*** Opening Stored data ***
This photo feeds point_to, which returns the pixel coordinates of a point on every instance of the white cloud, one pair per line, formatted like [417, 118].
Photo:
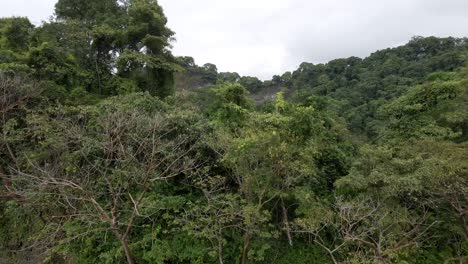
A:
[266, 37]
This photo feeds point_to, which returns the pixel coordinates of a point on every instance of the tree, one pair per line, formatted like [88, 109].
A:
[101, 174]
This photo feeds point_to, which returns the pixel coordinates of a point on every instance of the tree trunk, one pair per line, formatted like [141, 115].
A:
[286, 222]
[126, 249]
[245, 252]
[220, 250]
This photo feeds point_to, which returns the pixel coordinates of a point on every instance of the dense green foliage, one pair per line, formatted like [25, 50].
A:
[102, 161]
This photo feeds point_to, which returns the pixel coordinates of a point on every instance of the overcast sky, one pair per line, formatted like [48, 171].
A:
[266, 37]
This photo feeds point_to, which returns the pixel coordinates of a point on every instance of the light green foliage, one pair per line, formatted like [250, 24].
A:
[101, 161]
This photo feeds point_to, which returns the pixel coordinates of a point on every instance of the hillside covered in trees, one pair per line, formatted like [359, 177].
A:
[113, 150]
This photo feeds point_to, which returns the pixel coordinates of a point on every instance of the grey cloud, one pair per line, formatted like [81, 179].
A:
[266, 37]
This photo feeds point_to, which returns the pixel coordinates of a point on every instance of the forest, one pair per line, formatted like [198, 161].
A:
[113, 150]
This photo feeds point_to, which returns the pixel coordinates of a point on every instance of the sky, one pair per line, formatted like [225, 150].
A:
[266, 37]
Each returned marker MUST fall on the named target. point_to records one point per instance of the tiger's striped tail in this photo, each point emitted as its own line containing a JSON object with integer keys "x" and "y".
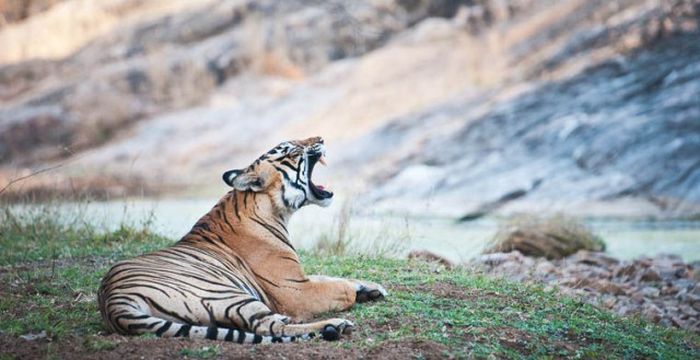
{"x": 144, "y": 324}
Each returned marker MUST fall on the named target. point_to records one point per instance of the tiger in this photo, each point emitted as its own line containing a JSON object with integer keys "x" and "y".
{"x": 236, "y": 276}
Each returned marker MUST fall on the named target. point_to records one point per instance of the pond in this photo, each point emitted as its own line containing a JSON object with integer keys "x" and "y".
{"x": 396, "y": 235}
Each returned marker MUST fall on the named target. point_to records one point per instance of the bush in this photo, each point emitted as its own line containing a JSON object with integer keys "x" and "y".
{"x": 552, "y": 237}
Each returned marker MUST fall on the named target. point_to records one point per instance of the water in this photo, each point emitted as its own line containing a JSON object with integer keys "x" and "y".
{"x": 457, "y": 242}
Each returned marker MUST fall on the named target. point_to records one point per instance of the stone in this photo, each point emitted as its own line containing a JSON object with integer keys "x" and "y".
{"x": 651, "y": 312}
{"x": 650, "y": 275}
{"x": 650, "y": 292}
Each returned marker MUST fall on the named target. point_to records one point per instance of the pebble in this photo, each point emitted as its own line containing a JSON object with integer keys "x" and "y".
{"x": 661, "y": 289}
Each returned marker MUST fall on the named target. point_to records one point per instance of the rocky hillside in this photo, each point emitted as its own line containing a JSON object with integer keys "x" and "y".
{"x": 452, "y": 107}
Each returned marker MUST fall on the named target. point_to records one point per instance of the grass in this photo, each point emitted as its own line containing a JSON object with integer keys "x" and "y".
{"x": 553, "y": 237}
{"x": 50, "y": 273}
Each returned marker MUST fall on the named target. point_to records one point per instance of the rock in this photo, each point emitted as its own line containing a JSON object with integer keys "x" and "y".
{"x": 669, "y": 290}
{"x": 651, "y": 312}
{"x": 625, "y": 270}
{"x": 625, "y": 288}
{"x": 427, "y": 256}
{"x": 594, "y": 258}
{"x": 650, "y": 275}
{"x": 650, "y": 292}
{"x": 495, "y": 259}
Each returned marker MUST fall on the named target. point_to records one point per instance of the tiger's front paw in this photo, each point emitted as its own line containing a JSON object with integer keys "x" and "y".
{"x": 368, "y": 291}
{"x": 335, "y": 328}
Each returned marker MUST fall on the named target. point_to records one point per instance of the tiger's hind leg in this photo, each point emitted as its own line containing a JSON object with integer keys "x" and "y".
{"x": 259, "y": 319}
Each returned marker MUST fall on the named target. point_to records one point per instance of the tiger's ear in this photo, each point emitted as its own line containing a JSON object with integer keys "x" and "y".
{"x": 243, "y": 180}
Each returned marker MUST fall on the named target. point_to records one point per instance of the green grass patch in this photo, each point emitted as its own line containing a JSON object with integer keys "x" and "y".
{"x": 50, "y": 273}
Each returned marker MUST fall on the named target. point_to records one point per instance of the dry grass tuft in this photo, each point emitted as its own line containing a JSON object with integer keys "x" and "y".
{"x": 552, "y": 237}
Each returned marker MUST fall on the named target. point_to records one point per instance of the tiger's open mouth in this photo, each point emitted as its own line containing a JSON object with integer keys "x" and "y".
{"x": 318, "y": 190}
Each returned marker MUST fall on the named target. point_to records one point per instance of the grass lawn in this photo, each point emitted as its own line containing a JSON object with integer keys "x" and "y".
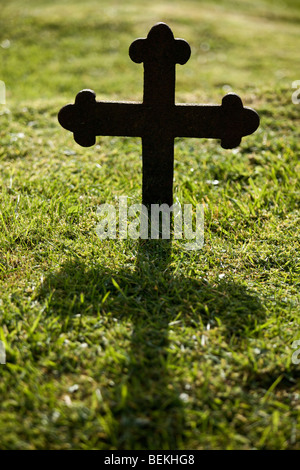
*** Closing Stored data ***
• **Work item**:
Give the entries above again in full and exactly, but not the pictures.

• **Completed task**:
This photo feeds point_to, which returns the pixel coordinates of a point on every instance of the white cloud, one pair per line, formatted like [417, 118].
Photo:
A:
[266, 37]
This photo feeds point_to, which returns the pixel coordinates of a point on every instance of the tree, one pair per line, formatted like [88, 109].
A:
[101, 174]
This photo feeds point_to, which returns the pixel coordinates of a point on every instance of the tree trunk, one pair per line, formatted like [141, 115].
A:
[286, 222]
[126, 249]
[245, 252]
[220, 250]
This photo feeds point_to, which returns the pixel coordinates of a point on every instance of the dense green foliage, one pair per line, formatted like [25, 50].
A:
[102, 161]
This photo feeds point_to, which returns the pixel coordinates of a point on every instance of the overcast sky, one pair per line, formatted like [48, 171].
A:
[266, 37]
This photo feeds point_to, which returns the pixel coordinates of a point on every instance of the light green foliage, one pair per line, formatted like [250, 24].
A:
[101, 161]
This photo feeds point_to, which returns the pixel coordinates of a point on every instance of the hillside covered in trees, one pair per line, formatted like [359, 177].
A:
[113, 150]
This photo feeds point_to, which returns the pixel coordinates of a point on every instance of the grey cloud, one pair per line, formatted like [81, 179].
A:
[266, 37]
This photo feeds point_to, which returns the pixel coordinates of a point on every instance of the forest, one pair per line, formatted like [198, 161].
A:
[113, 150]
This photo feeds point_to, which returns the pixel coordinates of a point on every instance of the sky, one pair per line, formatted like [225, 150].
A:
[266, 37]
Each returned marker MUST fall on the named target. point_to records one point per instance of the tiger's striped tail in this photo, each point emitted as its own line containing a JSON object with integer keys "x" and "y".
{"x": 144, "y": 324}
Each returned marker MUST fall on the named target. point_to records one point per instance of the tiger in this photo, each point emitted as its own line containing a JSON object with integer keys "x" and "y".
{"x": 236, "y": 276}
Each returned marker MUST fall on the named target. point_to records one point per instance of the pond in this photo, each point emitted as its own line containing a JSON object with integer keys "x" and "y".
{"x": 396, "y": 235}
Each returned marker MUST fall on the named target. point_to records one point per instance of the bush in this photo, each point emitted as its own line containing a JSON object with integer keys "x" and "y".
{"x": 552, "y": 237}
Each returned marker MUST fall on the named target. point_to records one point per instance of the water in this photo, each point emitted as its own line containing a JSON object with integer keys "x" and "y".
{"x": 457, "y": 242}
Each returned marker MUST fall on the named target. point_to records one point per instance of the stone in this photo, each point emitted as its own line containing a JSON object with integer keys "x" and "y".
{"x": 651, "y": 312}
{"x": 650, "y": 275}
{"x": 650, "y": 292}
Each returned marker MUST fall on the named target. point_to records one point per instance of the pebble in this photo, each point emitted as its own line containing a JSON object with integer keys "x" and "y".
{"x": 661, "y": 289}
Each returned marker MUST fall on the named target. point_to records one point per instance of the rocky hillside in this photo, each point emitted as its own line containing a JSON object with integer keys "x" and "y".
{"x": 452, "y": 107}
Each returned marker MUST fall on the named target. point_to records one point per instance of the grass in this photo, each point emitted as its own line containing a JSON object with integer keys "x" and "y".
{"x": 553, "y": 237}
{"x": 50, "y": 273}
Each returned marker MUST fall on the named target. point_to records one point per instance of the rock in this photo, each point emitted as its own line containing a JSON object with integer keys "x" and "y".
{"x": 669, "y": 290}
{"x": 651, "y": 312}
{"x": 625, "y": 270}
{"x": 625, "y": 288}
{"x": 427, "y": 256}
{"x": 594, "y": 258}
{"x": 650, "y": 275}
{"x": 650, "y": 292}
{"x": 495, "y": 259}
Each returned marker MUST fall on the named target. point_to records one point per instance of the tiger's front paw in this photo, each point emitted as its own line containing a JSON object with integer keys "x" and "y".
{"x": 368, "y": 291}
{"x": 335, "y": 328}
Each returned marker MUST fall on the named target. point_to records one point per instance of the tiger's hind leg in this photo, each point emitted as its own line containing a JSON object with integer keys "x" and "y".
{"x": 259, "y": 319}
Each returned marker MUST fall on the named target. point_to records one point per instance of the tiger's ear in this photo, each point emitted as its own line containing a JSON object with integer keys "x" and "y".
{"x": 243, "y": 180}
Each returned marker MUST fall on the named target. point_to records one point per instance of the green grass patch in this photo, each point emitted as its own line containing a JSON object with integer keys "x" and "y".
{"x": 50, "y": 273}
Each returned marker MUST fall on the named target. point_to records one point per instance of the dry grass tuft in this photo, each point emitted as its own line containing a JSON object with integer keys "x" and "y".
{"x": 552, "y": 237}
Each returned marker MUST fall on the named target. point_to records one point per instance of the tiger's open mouth in this photo, each point emitted as its own line containing a JSON object with integer keys "x" and "y".
{"x": 318, "y": 190}
Each returned marker MUST fall on the named target. point_to records one point per instance of the grass lawn in this photo, each point emitted as its own line containing a JSON object with integer keys "x" and "y".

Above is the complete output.